Extend the interview about the redevelopment of Adelaide's convention centre, picking up after its final sentence.

Exercise text:
▼

What was the motivation behind the redevelopment?
My background initially was as an urban planner and when I started to set about motivating for a much needed extension one of my primary focuses was how the convention centre could contribute to the precinct, rather than working in isolation. A lot of the things we documented are now happening. The Adelaide Oval started it off. Now the recompletion of the Festival Centre and Casino redevelopment. Of course there is the bio-medical hub which is reputedly going to be the largest in the Southern Hemisphere right on our doorstep. Then you have the Tonsley development park opening up just at the right time to put Adelaide in a different place as a city of thinking and innovation. Adelaide is in a very exciting place and I think in the next 10 years you will see a huge difference in the city.
How has the Centre’s role changed?
The whole Riverbank precinct has to a large extent given Adelaide a heart and something to show off about. The convention centre has been at the heart of that precinct for the last 30 years but the trouble is it used to turn its back on it. It was almost a pillbox looking out over the waterfront and that was its sole interaction with the river. It sort of epitomised the general role of the convention centre, which was traditionally a ‘keep out’. Hold your conference, get your delegates in and lock the doors and everyone else keep out. That has completely changed now. Convention centres are community facilities where you need to encourage people to move through them and take ownership of them. The whole centre is now focused on the Riverbank and has been completely opened up.

▲

Material provided:
▼

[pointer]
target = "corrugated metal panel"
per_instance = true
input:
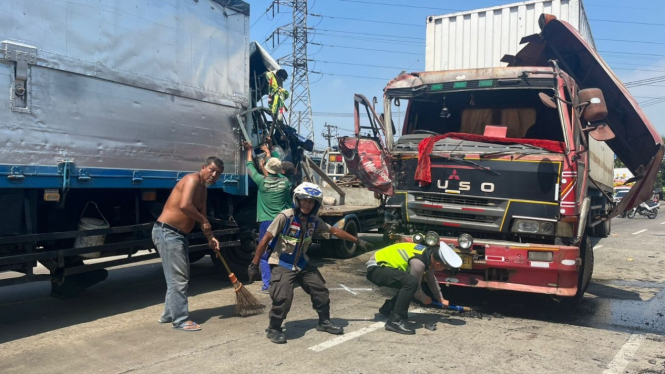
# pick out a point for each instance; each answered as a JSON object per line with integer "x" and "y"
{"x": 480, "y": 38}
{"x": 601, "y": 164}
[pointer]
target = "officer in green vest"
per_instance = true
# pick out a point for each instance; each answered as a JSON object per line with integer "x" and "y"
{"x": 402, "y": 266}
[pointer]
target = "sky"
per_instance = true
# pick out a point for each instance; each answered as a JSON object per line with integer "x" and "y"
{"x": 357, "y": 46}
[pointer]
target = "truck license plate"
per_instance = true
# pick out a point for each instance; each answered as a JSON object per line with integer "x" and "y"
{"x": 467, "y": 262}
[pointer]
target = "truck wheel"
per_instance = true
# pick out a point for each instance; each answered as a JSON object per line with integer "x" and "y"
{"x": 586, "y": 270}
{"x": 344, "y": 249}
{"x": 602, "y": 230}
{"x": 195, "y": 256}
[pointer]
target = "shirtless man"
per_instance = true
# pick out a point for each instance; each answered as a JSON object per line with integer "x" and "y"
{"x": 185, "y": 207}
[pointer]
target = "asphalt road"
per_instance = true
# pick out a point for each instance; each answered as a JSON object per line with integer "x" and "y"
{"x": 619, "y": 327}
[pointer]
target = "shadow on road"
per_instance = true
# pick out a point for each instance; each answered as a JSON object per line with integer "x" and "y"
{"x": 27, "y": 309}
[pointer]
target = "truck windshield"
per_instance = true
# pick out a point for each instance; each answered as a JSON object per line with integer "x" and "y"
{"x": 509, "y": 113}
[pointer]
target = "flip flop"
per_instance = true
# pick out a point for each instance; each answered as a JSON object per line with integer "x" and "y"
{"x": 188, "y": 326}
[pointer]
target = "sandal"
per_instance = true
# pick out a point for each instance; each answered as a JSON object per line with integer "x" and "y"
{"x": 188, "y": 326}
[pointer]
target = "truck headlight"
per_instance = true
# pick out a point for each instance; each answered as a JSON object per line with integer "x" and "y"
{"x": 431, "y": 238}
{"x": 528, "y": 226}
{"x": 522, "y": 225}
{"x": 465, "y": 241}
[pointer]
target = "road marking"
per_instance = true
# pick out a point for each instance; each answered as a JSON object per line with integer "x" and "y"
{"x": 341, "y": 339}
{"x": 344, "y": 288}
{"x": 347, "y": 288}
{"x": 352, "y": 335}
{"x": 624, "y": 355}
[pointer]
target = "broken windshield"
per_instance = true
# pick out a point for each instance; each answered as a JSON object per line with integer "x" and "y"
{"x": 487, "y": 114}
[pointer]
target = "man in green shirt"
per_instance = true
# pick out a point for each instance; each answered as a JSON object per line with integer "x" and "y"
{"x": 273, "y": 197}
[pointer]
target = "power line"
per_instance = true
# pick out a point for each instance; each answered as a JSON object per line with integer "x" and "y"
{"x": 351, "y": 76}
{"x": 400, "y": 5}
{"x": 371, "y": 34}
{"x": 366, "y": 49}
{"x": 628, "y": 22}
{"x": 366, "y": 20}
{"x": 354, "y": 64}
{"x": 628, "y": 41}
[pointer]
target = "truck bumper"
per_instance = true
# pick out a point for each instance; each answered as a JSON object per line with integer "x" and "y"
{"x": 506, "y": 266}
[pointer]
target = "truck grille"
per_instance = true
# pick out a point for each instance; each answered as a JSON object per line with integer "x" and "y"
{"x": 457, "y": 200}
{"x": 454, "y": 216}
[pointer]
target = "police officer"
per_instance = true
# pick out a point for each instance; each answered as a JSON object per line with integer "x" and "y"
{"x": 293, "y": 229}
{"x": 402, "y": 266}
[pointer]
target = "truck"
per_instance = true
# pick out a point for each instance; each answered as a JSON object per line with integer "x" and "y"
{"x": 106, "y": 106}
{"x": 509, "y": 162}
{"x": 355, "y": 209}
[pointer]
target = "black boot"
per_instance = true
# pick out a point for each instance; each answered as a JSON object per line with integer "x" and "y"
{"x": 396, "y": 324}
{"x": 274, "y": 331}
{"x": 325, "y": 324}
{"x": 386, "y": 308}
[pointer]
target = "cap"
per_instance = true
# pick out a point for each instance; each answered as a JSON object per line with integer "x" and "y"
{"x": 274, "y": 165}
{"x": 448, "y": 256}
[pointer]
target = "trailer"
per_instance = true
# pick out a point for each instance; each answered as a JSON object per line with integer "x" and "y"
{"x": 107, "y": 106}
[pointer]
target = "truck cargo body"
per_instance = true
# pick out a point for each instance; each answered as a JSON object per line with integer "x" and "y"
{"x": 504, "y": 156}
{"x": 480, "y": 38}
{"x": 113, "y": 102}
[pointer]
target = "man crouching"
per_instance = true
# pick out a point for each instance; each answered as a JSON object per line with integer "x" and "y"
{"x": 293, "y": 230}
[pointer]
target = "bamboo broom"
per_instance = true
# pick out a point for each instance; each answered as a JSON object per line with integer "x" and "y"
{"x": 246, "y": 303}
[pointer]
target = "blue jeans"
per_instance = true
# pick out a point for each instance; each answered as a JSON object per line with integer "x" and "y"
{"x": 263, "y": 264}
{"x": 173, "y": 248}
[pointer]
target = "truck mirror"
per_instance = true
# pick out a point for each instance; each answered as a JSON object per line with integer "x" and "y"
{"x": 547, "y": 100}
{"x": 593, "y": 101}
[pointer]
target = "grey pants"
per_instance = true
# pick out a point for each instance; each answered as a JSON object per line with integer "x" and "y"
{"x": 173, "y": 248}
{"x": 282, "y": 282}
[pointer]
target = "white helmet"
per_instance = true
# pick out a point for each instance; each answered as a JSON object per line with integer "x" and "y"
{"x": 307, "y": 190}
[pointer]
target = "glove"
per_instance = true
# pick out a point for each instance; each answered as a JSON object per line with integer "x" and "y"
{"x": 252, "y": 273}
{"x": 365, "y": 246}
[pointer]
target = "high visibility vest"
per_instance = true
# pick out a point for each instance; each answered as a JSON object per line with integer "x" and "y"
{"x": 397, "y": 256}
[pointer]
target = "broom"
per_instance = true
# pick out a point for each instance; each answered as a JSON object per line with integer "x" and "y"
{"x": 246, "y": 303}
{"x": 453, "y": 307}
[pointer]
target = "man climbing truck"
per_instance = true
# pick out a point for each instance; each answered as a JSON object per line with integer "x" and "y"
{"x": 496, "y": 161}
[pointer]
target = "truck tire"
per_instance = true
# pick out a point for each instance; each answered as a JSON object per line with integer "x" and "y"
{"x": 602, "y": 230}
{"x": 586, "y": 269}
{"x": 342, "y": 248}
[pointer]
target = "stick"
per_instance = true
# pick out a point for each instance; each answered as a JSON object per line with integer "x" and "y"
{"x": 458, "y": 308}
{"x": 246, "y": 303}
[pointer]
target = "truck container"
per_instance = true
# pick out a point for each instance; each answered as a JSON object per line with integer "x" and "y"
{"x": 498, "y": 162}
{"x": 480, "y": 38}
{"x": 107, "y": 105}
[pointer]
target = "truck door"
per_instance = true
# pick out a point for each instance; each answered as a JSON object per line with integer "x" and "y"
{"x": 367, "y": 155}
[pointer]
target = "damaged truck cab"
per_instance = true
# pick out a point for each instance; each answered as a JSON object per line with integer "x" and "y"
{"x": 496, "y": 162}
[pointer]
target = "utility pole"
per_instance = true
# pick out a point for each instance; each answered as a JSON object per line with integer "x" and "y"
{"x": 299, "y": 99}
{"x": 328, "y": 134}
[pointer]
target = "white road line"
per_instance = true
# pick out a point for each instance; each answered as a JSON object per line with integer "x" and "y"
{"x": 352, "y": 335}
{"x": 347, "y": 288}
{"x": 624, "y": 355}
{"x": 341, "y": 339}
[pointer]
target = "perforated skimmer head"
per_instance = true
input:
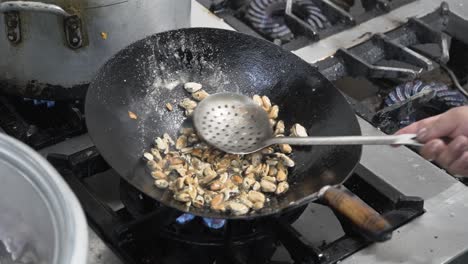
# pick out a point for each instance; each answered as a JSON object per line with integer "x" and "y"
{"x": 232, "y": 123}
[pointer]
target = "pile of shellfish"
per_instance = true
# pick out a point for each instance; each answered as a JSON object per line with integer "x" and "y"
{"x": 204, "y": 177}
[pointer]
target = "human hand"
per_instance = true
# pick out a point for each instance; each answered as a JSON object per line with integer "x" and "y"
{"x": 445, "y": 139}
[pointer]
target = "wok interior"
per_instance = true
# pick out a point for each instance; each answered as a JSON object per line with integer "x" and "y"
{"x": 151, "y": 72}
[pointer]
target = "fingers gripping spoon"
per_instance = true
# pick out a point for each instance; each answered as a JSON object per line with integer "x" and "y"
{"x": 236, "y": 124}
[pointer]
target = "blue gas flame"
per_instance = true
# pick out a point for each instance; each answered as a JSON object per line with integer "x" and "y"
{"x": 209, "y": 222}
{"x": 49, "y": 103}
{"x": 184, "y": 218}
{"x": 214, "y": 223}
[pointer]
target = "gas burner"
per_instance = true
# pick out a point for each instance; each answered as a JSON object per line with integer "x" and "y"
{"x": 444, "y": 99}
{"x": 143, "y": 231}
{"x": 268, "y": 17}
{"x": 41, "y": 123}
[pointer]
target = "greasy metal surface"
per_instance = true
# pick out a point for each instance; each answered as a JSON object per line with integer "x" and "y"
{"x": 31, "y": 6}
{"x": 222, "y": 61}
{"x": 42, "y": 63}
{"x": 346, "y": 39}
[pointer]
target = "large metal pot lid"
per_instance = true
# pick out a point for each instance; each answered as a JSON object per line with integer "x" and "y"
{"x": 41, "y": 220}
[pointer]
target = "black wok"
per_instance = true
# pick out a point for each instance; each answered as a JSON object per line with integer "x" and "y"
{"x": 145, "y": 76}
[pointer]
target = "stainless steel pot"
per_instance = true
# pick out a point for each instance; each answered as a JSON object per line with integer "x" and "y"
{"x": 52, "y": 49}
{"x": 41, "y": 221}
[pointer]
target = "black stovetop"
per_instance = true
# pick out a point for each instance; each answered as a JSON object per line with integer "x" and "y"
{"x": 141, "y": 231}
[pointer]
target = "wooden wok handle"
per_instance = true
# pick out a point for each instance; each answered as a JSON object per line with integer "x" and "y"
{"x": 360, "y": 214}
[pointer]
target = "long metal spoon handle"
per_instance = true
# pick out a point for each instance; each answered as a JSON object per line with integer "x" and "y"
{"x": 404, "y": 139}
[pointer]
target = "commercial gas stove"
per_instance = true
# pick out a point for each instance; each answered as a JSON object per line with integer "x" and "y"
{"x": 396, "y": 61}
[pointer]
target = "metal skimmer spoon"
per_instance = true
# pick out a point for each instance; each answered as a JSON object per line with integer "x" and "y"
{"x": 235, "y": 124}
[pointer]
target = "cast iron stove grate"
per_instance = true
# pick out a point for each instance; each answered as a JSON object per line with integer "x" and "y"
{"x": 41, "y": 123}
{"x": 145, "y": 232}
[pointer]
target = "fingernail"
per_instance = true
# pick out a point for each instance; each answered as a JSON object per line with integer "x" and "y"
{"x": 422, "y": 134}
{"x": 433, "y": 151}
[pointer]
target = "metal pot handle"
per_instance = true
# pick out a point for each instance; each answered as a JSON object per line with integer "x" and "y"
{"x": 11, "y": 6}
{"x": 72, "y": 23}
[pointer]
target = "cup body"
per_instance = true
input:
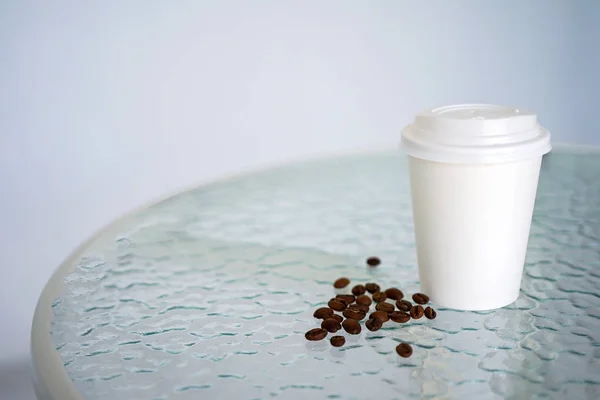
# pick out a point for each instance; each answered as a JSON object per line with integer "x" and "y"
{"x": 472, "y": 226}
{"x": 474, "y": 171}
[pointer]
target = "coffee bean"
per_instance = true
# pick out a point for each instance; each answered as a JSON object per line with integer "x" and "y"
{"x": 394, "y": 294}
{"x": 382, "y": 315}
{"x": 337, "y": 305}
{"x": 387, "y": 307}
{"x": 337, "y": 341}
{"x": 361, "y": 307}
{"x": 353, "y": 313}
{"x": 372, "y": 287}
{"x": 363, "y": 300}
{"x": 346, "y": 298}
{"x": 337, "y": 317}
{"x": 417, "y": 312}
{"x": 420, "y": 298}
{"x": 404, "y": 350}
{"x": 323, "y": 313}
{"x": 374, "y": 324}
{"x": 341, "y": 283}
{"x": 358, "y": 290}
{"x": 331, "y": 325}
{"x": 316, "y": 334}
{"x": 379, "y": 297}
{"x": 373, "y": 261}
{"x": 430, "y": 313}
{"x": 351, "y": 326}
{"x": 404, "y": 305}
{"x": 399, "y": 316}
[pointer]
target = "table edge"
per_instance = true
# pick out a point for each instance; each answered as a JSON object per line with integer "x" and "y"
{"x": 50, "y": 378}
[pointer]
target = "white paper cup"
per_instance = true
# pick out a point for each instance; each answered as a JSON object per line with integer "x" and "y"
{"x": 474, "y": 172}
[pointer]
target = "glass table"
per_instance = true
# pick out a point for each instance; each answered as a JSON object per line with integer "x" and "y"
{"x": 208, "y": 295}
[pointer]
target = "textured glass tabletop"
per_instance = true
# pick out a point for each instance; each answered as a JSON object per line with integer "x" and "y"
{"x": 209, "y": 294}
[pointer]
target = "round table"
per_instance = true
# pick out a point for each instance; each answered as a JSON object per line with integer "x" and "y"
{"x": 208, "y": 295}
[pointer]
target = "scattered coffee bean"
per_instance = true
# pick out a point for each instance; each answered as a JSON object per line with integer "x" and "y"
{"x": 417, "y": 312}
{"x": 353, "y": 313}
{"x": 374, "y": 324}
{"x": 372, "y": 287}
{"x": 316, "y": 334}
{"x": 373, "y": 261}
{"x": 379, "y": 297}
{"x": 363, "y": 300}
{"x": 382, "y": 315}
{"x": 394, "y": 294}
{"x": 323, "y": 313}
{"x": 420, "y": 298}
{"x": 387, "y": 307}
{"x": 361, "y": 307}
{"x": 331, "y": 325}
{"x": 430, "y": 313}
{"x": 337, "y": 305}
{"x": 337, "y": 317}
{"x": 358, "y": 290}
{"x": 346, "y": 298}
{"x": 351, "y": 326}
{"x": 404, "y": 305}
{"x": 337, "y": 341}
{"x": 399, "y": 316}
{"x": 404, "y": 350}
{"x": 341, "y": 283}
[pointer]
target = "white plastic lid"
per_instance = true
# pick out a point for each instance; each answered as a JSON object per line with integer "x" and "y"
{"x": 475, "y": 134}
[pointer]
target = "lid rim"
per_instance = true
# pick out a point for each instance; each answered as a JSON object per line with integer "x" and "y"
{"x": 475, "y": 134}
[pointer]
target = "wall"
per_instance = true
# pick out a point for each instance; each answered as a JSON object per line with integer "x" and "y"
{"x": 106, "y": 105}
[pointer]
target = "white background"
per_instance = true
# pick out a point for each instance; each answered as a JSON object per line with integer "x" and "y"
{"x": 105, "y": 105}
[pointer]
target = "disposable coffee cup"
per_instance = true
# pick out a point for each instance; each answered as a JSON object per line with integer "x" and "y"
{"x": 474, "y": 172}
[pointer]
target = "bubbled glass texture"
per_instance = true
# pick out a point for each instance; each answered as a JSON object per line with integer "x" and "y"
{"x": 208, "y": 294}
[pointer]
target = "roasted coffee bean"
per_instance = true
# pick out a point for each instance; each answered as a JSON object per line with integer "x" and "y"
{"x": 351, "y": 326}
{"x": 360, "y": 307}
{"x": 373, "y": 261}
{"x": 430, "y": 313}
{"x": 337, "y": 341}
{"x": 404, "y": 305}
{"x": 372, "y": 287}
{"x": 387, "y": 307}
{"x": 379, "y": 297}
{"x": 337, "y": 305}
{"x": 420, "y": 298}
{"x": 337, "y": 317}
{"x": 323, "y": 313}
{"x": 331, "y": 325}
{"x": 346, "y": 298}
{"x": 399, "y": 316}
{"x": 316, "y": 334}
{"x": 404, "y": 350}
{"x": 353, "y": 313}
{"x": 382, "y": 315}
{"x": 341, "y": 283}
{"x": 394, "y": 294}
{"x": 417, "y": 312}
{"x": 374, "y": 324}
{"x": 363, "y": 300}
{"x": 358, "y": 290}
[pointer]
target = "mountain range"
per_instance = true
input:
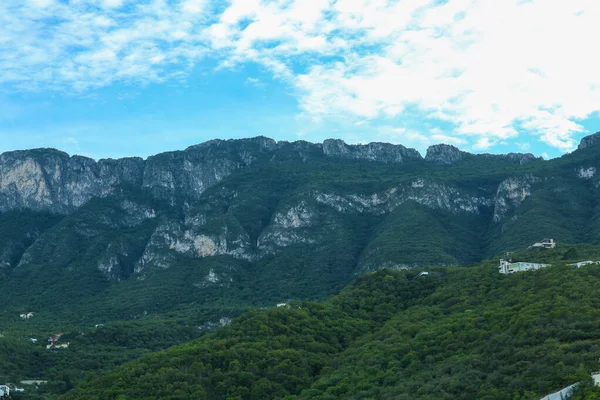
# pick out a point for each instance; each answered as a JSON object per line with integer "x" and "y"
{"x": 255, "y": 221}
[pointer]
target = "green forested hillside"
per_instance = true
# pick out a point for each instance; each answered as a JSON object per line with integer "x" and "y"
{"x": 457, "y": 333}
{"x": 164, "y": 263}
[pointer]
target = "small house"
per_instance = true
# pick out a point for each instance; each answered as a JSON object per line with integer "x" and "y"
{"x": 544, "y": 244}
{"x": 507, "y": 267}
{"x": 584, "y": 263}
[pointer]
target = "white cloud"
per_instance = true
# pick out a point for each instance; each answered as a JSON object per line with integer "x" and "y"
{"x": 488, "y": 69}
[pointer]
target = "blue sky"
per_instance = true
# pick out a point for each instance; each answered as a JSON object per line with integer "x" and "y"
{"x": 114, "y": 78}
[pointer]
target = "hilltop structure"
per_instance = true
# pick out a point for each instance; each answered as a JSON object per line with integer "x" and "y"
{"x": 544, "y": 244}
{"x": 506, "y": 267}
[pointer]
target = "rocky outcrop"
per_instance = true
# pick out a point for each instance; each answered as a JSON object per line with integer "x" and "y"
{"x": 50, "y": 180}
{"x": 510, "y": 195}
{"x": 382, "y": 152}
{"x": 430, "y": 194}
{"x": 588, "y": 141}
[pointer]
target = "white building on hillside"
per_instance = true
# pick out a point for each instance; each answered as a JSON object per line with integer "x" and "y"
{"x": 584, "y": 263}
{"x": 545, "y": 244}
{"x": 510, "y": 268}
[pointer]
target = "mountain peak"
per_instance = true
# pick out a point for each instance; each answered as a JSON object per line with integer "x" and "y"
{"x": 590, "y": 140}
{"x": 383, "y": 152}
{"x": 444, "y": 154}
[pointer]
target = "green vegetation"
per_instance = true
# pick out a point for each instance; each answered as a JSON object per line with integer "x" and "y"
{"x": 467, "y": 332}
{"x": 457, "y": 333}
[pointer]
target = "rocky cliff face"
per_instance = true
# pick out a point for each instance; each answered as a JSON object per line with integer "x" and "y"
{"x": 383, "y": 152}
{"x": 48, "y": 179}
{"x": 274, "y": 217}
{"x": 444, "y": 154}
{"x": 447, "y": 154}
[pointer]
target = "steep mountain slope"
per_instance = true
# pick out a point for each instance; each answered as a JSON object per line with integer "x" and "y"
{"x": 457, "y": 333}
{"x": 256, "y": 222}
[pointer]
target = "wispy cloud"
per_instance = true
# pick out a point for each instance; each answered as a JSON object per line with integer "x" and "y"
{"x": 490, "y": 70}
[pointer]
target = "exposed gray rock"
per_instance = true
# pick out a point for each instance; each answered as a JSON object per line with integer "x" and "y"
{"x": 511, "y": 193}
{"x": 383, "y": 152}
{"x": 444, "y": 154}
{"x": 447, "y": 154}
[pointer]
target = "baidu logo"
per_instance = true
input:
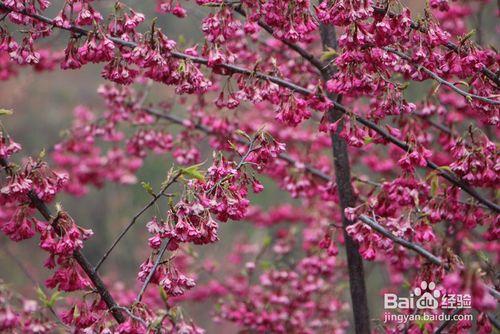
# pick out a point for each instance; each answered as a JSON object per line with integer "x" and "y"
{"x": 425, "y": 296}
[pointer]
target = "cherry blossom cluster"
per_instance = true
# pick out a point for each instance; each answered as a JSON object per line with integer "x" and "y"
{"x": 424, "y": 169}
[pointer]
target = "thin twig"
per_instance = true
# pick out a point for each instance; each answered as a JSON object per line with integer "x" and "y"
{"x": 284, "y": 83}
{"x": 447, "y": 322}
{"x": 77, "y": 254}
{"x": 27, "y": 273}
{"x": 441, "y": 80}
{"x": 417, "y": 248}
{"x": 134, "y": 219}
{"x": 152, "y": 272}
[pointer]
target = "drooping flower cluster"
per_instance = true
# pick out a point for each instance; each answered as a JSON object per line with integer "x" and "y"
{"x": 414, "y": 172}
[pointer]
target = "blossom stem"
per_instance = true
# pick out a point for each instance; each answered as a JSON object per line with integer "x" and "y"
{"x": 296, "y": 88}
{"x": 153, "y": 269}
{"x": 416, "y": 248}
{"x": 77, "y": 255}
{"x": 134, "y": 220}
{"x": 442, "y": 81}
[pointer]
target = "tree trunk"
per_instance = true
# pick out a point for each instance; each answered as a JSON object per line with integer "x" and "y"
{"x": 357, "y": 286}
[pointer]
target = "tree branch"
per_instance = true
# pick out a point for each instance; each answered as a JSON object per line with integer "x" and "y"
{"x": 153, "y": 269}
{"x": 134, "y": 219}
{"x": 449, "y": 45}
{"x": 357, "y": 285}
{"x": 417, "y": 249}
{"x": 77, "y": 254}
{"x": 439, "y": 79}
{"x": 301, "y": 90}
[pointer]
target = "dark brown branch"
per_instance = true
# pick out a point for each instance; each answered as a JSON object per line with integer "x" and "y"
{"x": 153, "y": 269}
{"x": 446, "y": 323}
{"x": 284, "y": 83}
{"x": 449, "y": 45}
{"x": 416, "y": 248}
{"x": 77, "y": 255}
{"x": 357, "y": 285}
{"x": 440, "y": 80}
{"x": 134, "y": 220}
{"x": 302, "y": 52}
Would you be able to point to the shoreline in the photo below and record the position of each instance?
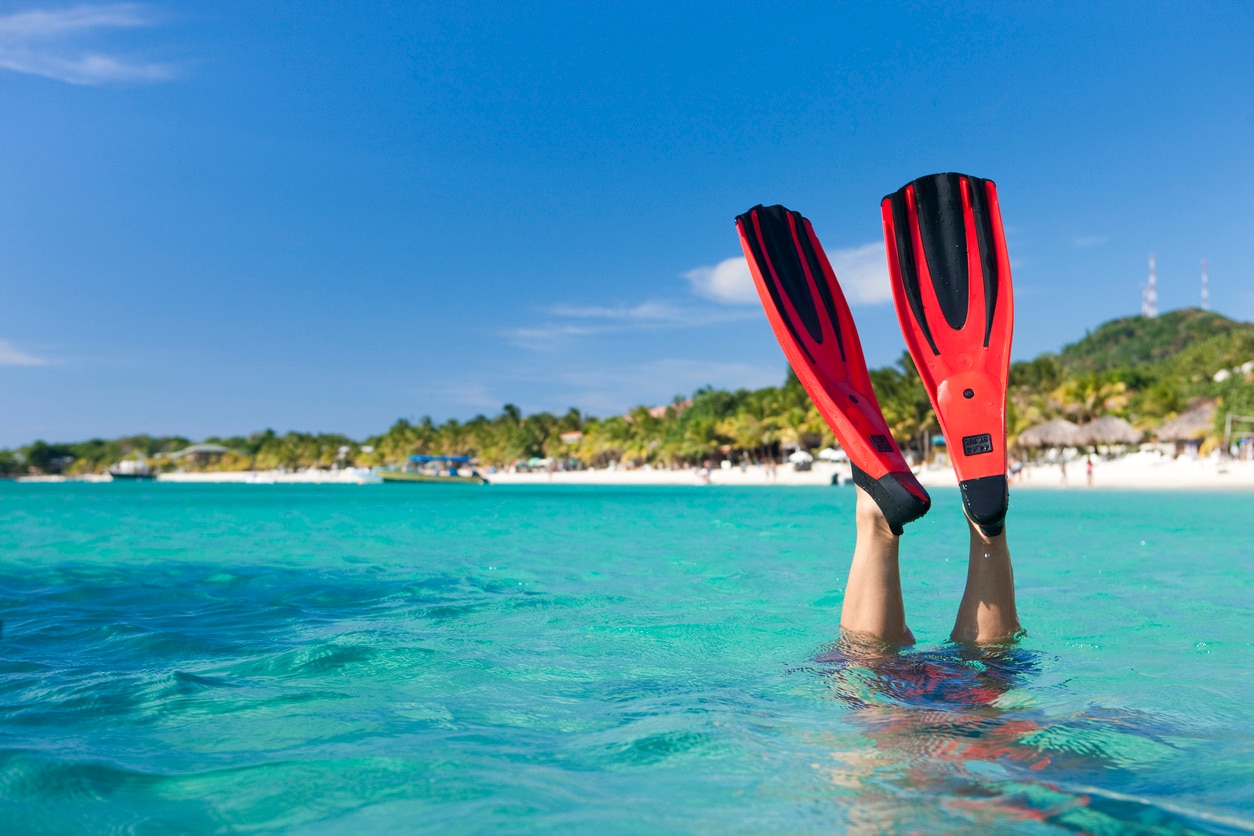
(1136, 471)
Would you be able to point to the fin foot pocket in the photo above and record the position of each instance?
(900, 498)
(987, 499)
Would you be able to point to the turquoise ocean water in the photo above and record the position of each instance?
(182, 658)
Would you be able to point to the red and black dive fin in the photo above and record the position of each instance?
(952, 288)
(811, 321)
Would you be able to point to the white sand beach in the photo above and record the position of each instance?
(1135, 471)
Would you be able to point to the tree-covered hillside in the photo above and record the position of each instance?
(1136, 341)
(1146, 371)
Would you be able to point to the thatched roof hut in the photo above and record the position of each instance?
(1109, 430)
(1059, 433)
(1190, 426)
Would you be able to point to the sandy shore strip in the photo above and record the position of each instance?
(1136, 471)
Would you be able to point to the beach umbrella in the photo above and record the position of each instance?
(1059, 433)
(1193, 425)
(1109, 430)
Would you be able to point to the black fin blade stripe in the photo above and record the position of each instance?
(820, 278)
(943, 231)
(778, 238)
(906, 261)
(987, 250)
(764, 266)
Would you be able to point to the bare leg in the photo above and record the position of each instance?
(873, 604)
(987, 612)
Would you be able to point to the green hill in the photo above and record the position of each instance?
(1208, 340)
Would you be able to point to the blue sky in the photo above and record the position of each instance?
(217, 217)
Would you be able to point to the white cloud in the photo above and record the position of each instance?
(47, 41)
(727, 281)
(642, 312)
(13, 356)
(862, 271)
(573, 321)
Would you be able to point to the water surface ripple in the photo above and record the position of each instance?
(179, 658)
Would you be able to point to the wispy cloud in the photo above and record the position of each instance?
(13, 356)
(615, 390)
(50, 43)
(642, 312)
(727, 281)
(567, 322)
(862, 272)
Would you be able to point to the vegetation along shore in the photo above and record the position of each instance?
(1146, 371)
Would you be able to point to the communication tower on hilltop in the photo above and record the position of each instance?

▲

Result for this task:
The International Aeronautical Conference was a great way to finish
The International Aeronautical Conference has been extraordinary for a number of reasons. Firstly it was probably the biggest stand-alone conference the city has ever held. The legacies it is leaving are massive from the announcement of a national space agency to all sorts of signed MOUs between the state government and various parties, as well as local businesses and international businesses. It was amazing to see just how the government was leveraging out of the opportunities this conference presented. The other very gratifying part is to see how well this building worked, which is incredibly flexible and has been designed according to a very strict brief. We used it in virtually every configuration. If we hadn’t had that flexibility we wouldn’t have been in a position to host this conference.
How hard is it to hand over the reins to Simon Burgess?
Any good team has to have a transition plan, and Simon stood out as being one of the obvious candidates. We have worked together for over five years so, attending trade shows. It gives you a lot of time to talk and discuss ideas, and I think there is great element of continuity there now. We have a very sound operations team so I think it will be a good team when I leave.